--- EXCERPT PROVIDED Enclosed Below ---
Tuesday, August 30, 2011

Spinfoam cosmology with the cosmological constant

by David Sloan, Institute for Theoretical Physics, Utrecht University, Netherlands.

• Francesca Vidotto, CNRS Marseille
Title: Spinfoam cosmology with the cosmological constant
PDF of the slides (3 MB)
Audio [.wav 26MB], Audio [.aif 2MB].


Current observations of the universe show that it appears to be expanding. This is observed through the red-shift - a cosmological Doppler effect - of supernovae at large distances. These giant explosions provide a 'standard candle', a fixed signal whose color indicates relative motion to an observer. Distant objects, therefore appear not only to be moving away from us, but accelerating as they do so. This acceleration cannot be accounted for in a universe filled with 'ordinary' matter such as dust or radiation. To provide acceleration there must be a form of matter which has negative pressure. The exact nature of this matter is unknown, and hence it is referred to as being 'dark energy'.


 An image of the remnants of the Tycho type Ia supernova as
recorded by NASA's Spitzer observatory and originally observed by
Tycho Brahe.

According to the standard model of cosmology, 73% of the matter content of the universe consists of dark energy. It is the dominant component of the observable universe, with dark matter making up most
of the remainder (ordinary matter that makes up stars, planets, and nebulae comprises just 4%). In cosmology the universe is assumed to be broadly homogeneous and isotropic, and therefore the types of matter
present are usually parametrized by the ratio (w) of their pressure to energy. Dark energy is unlike normal matter as it exhibits negative pressure. Indeed in observations recently made by Reiss et al. this ratio has been determined to be -1.08 ± 0.1. There are several models which attempt to explain the nature of dark energy. Among them are Quintessence which consists of a scalar field whose pressure varies with time, and void (or Swiss-cheese) models which seek to explain the apparent expansion as an effect of large scale inhomogeneities.However, the currently favored model for dark energy is that of the cosmological constant, for which w=-1.

The cosmological constant has an interesting history as a concept in general relativity (GR). Originally introduced by Einstein, who noted there was the freedom to introduce it in the equations of the theory,  it was an attempt to counteract the expansion of the universe that appeared in general relativistic cosmology. It should be remembered that at that time it was thought the universe was static. The cosmological constant was quickly shown to be insufficient to lead to a stable, static universe. Worse, later observations showed the universe did expand as general relativistic cosmology seemed to suggest. However, the freedom to introduce this new parameter into the field equations of GR remained of theoretical interest, its cosmological solutions yielding (anti) DeSitter universes which can have a different topology to the flat cases. The long-term fate of the universe is generally determined by the cosmological constant - for large enough positive values the universe will expand indefinitely, accelerating as it does so. For negative values the universe will eventually recollapse, leading to a future 'big crunch' singularity. Recently through supernovae observations the value of the cosmological constant has been determined to be small yet positive. In natural (Planck) units, its value is 10^(-120), a number so incredibly tiny that it appears unlikely to have occurred by
chance. This 'smallness' or 'fine tuning' problem has elicited a number of tentative explanations ranging from anthropic arguments (since much higher values would make life impossible) to virtual wormholes, however as yet there is no well accepted answer.
--- End of Enclosed EXCERPT PROVIDED ---
--- RECORDS Enclosed Below ---
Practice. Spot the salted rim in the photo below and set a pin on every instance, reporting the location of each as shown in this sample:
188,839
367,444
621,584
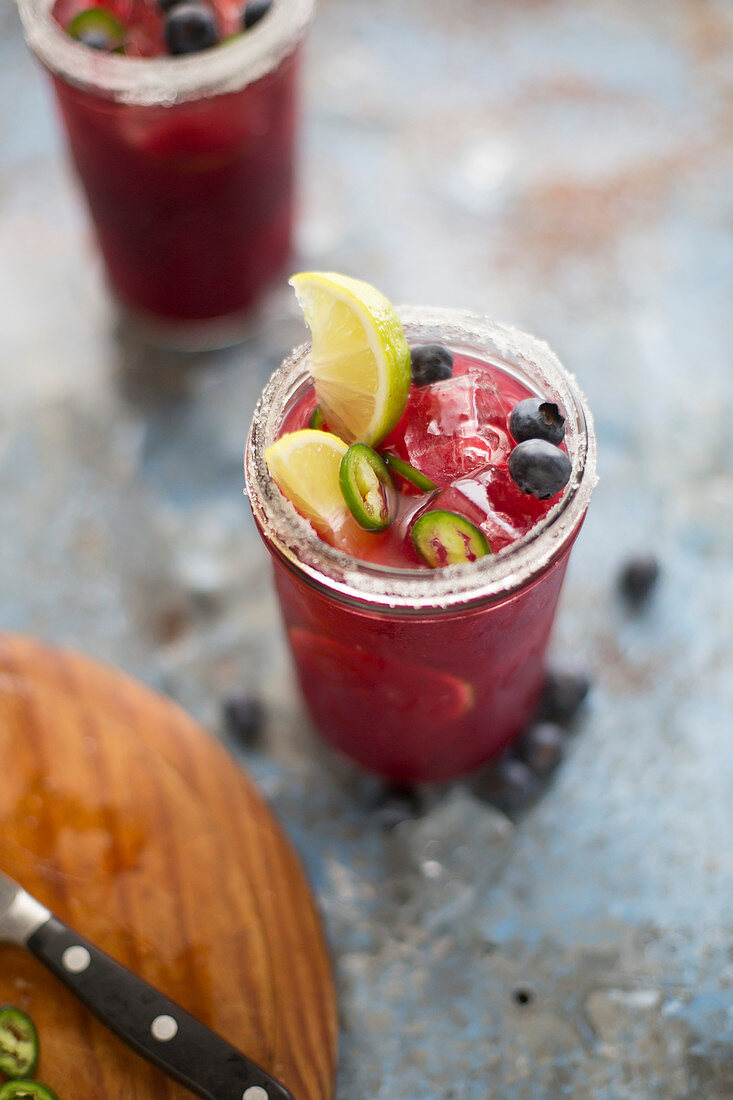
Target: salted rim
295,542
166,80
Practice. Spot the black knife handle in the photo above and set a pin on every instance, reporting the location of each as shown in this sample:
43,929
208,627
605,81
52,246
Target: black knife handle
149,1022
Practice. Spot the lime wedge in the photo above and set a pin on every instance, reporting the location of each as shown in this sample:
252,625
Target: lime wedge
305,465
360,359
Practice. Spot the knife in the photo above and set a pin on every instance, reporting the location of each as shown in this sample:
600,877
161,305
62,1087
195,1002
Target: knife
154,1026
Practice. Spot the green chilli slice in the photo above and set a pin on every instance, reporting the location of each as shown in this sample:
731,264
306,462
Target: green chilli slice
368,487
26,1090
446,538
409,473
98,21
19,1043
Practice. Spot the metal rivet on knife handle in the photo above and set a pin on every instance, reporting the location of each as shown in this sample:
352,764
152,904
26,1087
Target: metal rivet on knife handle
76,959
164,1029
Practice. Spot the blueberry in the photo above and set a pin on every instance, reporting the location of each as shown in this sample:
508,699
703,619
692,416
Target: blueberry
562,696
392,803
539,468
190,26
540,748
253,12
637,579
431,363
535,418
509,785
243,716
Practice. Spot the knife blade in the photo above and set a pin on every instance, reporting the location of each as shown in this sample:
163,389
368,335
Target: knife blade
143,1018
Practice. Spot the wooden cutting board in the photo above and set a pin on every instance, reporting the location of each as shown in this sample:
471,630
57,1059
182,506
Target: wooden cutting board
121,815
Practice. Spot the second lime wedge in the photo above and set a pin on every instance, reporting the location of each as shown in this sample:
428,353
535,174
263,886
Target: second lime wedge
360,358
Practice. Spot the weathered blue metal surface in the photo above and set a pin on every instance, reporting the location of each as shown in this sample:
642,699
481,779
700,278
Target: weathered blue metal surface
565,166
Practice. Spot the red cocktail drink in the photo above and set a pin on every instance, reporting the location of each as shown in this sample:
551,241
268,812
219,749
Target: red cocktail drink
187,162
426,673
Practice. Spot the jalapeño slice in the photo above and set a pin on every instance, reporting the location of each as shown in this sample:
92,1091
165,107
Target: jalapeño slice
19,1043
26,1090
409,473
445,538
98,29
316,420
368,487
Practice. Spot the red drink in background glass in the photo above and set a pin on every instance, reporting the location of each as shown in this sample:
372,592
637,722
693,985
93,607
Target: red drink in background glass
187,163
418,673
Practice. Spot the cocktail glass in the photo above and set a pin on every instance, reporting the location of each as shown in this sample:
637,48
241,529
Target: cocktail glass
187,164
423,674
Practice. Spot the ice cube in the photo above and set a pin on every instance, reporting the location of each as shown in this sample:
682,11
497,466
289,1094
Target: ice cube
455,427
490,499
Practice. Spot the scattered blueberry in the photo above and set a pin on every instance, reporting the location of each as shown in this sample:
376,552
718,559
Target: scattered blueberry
--- End of Enclosed RECORDS ---
**WHAT YOU ARE ASKED TO DO:** Output everything in the post on spinfoam cosmology from "Spinfoam cosmology with" down to "slides (3 MB)", copied word for word.

**YOUR SOLUTION:**
Spinfoam cosmology with the cosmological constant

by David Sloan, Institute for Theoretical Physics, Utrecht University, Netherlands.

• Francesca Vidotto, CNRS Marseille
Title: Spinfoam cosmology with the cosmological constant
PDF of the slides (3 MB)